◆ MATERIAL SHOWN ◆
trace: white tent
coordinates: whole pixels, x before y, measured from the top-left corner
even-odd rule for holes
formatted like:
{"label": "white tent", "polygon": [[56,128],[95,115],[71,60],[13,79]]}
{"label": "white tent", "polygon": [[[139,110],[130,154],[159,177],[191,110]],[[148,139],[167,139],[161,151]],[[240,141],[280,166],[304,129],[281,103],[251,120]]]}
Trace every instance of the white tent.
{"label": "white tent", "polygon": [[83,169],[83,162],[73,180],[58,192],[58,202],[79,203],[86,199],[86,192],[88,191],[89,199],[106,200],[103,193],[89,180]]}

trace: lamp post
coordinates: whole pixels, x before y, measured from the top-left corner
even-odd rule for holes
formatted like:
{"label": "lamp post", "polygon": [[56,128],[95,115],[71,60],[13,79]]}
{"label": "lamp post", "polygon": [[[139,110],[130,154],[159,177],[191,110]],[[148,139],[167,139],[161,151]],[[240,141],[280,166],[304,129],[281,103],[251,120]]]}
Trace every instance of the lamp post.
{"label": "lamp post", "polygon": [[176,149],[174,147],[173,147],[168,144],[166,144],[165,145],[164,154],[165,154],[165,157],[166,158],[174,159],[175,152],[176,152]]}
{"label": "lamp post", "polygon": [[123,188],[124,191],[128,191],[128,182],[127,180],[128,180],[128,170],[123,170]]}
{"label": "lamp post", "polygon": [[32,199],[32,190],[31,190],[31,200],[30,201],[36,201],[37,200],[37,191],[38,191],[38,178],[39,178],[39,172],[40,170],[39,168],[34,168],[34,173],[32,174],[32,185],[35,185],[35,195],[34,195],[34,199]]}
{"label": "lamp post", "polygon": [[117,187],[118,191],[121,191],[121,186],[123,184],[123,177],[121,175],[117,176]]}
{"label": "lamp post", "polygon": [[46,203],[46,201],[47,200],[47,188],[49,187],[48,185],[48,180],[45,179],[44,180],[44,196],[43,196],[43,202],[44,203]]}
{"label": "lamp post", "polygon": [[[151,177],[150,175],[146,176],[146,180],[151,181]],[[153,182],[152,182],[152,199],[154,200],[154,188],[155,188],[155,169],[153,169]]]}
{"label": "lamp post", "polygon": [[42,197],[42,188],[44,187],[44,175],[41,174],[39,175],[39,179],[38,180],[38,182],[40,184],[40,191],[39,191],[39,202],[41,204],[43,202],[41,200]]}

◆ GIVEN INSTRUCTION ◆
Can you edit the data above so that every "whole pixels" becomes "integer pixels", with nothing else changed?

◆ REPLY ◆
trace: white tent
coordinates: integer pixels, x before y, measured from the top-left corner
even-odd rule for holes
formatted like:
{"label": "white tent", "polygon": [[56,128],[95,115],[71,60],[13,79]]}
{"label": "white tent", "polygon": [[[139,110],[130,154],[159,177],[191,110]],[[148,139],[167,139],[161,151]],[[240,141],[280,166],[304,129],[281,103],[251,120]]]}
Trace every instance of the white tent.
{"label": "white tent", "polygon": [[83,169],[83,162],[73,180],[58,192],[58,202],[79,203],[86,199],[86,192],[88,191],[89,199],[106,200],[103,193],[89,180]]}

trace: lamp post
coordinates: integer pixels, x before y, measured from the top-left corner
even-odd rule for holes
formatted like:
{"label": "lamp post", "polygon": [[56,128],[95,115],[71,60],[13,79]]}
{"label": "lamp post", "polygon": [[[139,110],[130,154],[159,177],[191,110]],[[148,139],[167,139],[161,151]],[[240,141],[280,166],[304,129],[281,103],[251,120]]]}
Trace every instance of the lamp post.
{"label": "lamp post", "polygon": [[176,149],[174,147],[173,147],[168,144],[166,144],[165,145],[164,154],[165,154],[165,157],[166,158],[174,159],[175,152],[176,152]]}
{"label": "lamp post", "polygon": [[123,188],[124,191],[128,191],[128,182],[127,180],[128,180],[128,170],[123,170]]}
{"label": "lamp post", "polygon": [[32,199],[32,190],[31,190],[31,200],[30,201],[36,201],[37,200],[37,191],[38,191],[38,178],[39,178],[39,172],[40,170],[39,168],[34,168],[34,173],[32,174],[32,185],[35,185],[35,195],[34,195],[34,199]]}
{"label": "lamp post", "polygon": [[117,187],[118,191],[121,191],[121,186],[123,184],[123,177],[121,175],[117,176]]}
{"label": "lamp post", "polygon": [[46,203],[46,201],[47,200],[47,188],[49,187],[48,185],[48,180],[45,179],[44,180],[44,196],[43,196],[43,202],[44,203]]}
{"label": "lamp post", "polygon": [[[151,177],[150,175],[146,176],[146,180],[151,181]],[[153,182],[152,182],[152,199],[154,200],[154,188],[155,188],[155,169],[153,169]]]}
{"label": "lamp post", "polygon": [[42,197],[42,188],[44,187],[44,175],[41,174],[39,175],[39,179],[38,180],[38,182],[40,184],[40,191],[39,191],[39,202],[41,204],[43,202],[41,200]]}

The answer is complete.